(REQUIRED WORK): Write out each entry again. Keep every word exactly as it is.

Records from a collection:
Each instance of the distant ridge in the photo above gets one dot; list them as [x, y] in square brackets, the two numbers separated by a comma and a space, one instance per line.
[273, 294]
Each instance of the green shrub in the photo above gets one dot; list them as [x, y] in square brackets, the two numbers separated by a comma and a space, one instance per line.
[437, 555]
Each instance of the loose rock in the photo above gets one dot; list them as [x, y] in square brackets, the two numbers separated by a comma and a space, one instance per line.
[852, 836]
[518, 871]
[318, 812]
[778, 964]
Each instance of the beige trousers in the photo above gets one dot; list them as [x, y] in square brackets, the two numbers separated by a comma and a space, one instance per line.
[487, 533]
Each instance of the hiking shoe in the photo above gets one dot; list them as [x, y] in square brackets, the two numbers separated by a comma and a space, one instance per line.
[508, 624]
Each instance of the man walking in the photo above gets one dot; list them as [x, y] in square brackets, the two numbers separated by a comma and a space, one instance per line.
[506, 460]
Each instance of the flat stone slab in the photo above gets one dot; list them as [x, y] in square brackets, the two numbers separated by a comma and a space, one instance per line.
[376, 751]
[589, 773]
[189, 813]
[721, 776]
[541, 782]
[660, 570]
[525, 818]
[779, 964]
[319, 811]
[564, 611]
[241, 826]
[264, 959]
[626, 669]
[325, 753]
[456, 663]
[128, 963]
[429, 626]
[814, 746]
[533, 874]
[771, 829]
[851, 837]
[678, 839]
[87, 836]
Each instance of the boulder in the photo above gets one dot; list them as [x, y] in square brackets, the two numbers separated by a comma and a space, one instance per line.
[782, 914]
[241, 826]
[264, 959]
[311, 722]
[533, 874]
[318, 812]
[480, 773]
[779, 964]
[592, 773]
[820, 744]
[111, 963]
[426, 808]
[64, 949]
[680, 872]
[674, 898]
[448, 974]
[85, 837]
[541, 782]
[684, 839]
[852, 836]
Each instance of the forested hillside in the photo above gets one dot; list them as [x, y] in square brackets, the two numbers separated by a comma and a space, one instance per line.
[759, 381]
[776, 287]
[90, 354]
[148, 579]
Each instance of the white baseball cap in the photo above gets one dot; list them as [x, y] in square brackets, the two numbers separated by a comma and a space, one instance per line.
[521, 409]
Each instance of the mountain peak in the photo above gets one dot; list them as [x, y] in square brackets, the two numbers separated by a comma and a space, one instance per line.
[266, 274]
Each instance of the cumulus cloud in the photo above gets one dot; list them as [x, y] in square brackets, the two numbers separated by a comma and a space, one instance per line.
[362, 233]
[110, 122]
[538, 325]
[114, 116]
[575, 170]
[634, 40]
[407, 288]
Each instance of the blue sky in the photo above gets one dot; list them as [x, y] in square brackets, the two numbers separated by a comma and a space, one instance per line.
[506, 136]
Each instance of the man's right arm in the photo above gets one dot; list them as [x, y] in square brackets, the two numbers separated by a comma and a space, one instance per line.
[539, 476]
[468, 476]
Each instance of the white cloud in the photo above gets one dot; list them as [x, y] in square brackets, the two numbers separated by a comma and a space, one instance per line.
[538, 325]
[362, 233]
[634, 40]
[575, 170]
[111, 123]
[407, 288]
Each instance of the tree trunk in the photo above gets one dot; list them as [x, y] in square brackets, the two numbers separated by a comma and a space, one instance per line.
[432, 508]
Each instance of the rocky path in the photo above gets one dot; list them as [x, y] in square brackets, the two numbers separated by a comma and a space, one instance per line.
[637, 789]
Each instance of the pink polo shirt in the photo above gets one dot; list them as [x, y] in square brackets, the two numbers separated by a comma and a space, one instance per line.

(THE OUTPUT):
Each instance of the distant ridge in the photo above gets one dot; list them as [x, y] in square brackets, the two numbers separated by a comma and a space, one instance per line.
[273, 294]
Each instance of the green shrub in the photo above gets one dot; list them as [x, y] in square brackets, the two numbers separated by a comma and a space, one instance per line.
[437, 555]
Each instance of the loose rock in the photo above gets one dot; list them as [x, y] in square brackets, the two numbers separated by a comma and a space, one instance per line.
[852, 836]
[518, 871]
[318, 812]
[778, 964]
Each instance of the beige trousers in the photo above gets one dot; list them as [x, y] in square brackets, the two numbers separated by a comma and a space, one instance per line.
[487, 533]
Each instance of the hiking shoe in the photo above gets one dot; list them as [x, y] in square brackets, the two numbers separated by a comma and a space, one instance per line.
[508, 624]
Each instance of the man walking in the photo above gets one dot; list them as [x, y] in square brackets, the two numbers separated by a comma and a space, one instance per line.
[506, 460]
Each instance of the flat stone slab in the photo above gets one dot; list them as [x, y] in square brackets, the two numbers separated by a comma and a space, one instance per line.
[376, 751]
[589, 773]
[189, 813]
[721, 776]
[541, 782]
[660, 570]
[525, 818]
[779, 964]
[319, 811]
[564, 611]
[241, 826]
[264, 959]
[626, 669]
[325, 753]
[456, 663]
[128, 963]
[429, 626]
[814, 746]
[533, 874]
[771, 829]
[851, 837]
[678, 839]
[87, 836]
Each instance of the boulder in the photo above gets one dot; list them as [x, y] in square brackets, the two numbers separated by a comma and a space, one instance per line.
[782, 914]
[241, 826]
[264, 959]
[311, 722]
[533, 874]
[318, 812]
[480, 773]
[779, 964]
[592, 773]
[820, 744]
[111, 963]
[426, 808]
[64, 949]
[680, 872]
[674, 898]
[448, 974]
[85, 837]
[541, 782]
[684, 839]
[852, 836]
Each instance of the forested hillside in the photo above gets one dot; list them as [x, y] in square brackets, the two numbers separated by a comma and a space, one instance per line.
[759, 381]
[776, 287]
[90, 354]
[148, 579]
Each instance of the white baseball cap in the photo above gets one dot; list them as [x, y] in square brackets, the two numbers separated by a comma and a space, one instance per line.
[521, 409]
Each instance of the mountain peak in the photo above gets one dot; list them as [x, y] in square brackets, the two numbers separated by a comma and a space, one instance per line.
[266, 274]
Each instance of the cumulus cloud in the photo above gets one dot; list them as [x, y] in square brackets, the two numbers separated by a comma and a space, one instance per line.
[362, 233]
[110, 122]
[538, 325]
[114, 116]
[575, 170]
[634, 40]
[407, 288]
Each instance of the blue sky in the photo above gets one dot; list them as [x, y] in square brackets, the two numbers separated by a comma and a space, one instance per line.
[506, 136]
Each instance of the man's right arm in the photo above gets one dot; list them as [x, y] in square brackets, the two numbers separated by a comma and a space, one instance per line.
[539, 476]
[468, 476]
Each instance of the white cloud in the photo above gets one dot; list them as [x, y] in square brackets, the two numbers separated by a comma and a space, one instance per line.
[538, 325]
[362, 233]
[634, 40]
[575, 170]
[111, 123]
[407, 288]
Each instance of the tree trunk in the photo above gets one dot; list them as [x, y] in square brackets, the two numbers separated by a comma and a space, one instance per line.
[432, 508]
Each instance of the rocky path in the photo above gets one dot; list them as [x, y] in square brackets, the two numbers separated by a comma and a space, one instance per line.
[637, 789]
Each instance of the pink polo shirt in the photo above gets one dot; list them as [x, y] in square brackets, the two numbers separated by a comma and a space, one instance per line.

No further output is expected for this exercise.